» **RECORDS FOR THIS TASK**
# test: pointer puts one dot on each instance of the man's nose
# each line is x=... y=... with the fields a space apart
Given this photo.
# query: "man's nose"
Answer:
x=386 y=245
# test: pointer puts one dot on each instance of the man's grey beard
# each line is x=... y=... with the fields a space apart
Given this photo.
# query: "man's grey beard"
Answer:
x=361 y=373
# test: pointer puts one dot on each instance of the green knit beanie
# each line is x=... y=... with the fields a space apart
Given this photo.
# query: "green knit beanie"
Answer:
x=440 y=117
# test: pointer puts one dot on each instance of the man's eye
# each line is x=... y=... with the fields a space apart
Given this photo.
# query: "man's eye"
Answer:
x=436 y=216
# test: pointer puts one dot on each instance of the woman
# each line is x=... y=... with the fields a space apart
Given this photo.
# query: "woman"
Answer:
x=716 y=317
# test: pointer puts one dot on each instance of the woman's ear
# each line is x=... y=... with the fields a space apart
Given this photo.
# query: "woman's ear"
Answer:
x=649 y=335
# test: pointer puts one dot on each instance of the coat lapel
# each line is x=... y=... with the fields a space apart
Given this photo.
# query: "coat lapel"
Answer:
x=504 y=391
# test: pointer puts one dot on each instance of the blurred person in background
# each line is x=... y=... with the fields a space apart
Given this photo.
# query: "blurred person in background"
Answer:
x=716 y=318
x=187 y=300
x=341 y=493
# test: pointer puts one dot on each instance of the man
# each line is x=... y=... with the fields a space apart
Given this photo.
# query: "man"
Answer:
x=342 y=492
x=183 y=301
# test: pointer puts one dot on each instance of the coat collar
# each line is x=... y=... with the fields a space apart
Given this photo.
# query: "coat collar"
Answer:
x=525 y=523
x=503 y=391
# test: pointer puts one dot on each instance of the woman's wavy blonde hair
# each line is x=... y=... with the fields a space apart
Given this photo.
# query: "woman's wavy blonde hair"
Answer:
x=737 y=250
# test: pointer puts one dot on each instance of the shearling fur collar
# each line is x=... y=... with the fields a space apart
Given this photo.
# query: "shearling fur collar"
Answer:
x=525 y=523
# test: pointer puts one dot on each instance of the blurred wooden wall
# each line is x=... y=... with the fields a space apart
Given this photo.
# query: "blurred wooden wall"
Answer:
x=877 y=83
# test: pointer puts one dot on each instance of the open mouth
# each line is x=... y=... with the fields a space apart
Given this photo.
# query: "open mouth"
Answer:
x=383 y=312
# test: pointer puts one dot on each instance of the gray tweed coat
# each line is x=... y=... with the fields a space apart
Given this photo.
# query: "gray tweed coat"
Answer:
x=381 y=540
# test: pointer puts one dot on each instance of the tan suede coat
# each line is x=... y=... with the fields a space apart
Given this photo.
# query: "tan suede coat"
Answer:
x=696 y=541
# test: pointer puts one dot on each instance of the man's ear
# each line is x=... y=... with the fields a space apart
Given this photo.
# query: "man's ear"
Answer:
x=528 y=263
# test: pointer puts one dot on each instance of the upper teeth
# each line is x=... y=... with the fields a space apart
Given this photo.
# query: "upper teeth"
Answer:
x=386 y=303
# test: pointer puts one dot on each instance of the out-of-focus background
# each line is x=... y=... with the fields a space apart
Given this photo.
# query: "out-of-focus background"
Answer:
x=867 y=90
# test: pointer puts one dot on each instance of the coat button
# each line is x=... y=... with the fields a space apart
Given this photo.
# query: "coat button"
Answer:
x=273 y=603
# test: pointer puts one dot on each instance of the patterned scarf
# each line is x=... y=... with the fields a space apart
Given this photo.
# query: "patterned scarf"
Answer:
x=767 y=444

» **PROMPT**
Rewrite the rows from the line with "the man's eye" to the line with "x=649 y=335" as a two-column CSV with the headers prompt_text and answer_points, one CSV line per row. Put each row's text and its answer in a single quoted field apiece, with line breaks turned into spaces.

» **RESPONSE TO THE TASK**
prompt_text,answer_points
"# test: pointer puts one dot on each instance of the man's eye # each line is x=... y=... with the fields a space apart Given this photo. # query: ""man's eye"" Answer:","x=436 y=216"
"# test: pointer puts one dot on each instance of the woman # each line is x=... y=... with the fields a space apart Given this photo. # query: ""woman"" Answer:","x=716 y=317"
"# test: pointer puts one dot on each instance of the woman's ear # each line is x=... y=... with the fields a space apart Given this photo. # query: ""woman's ear"" Answer:","x=649 y=335"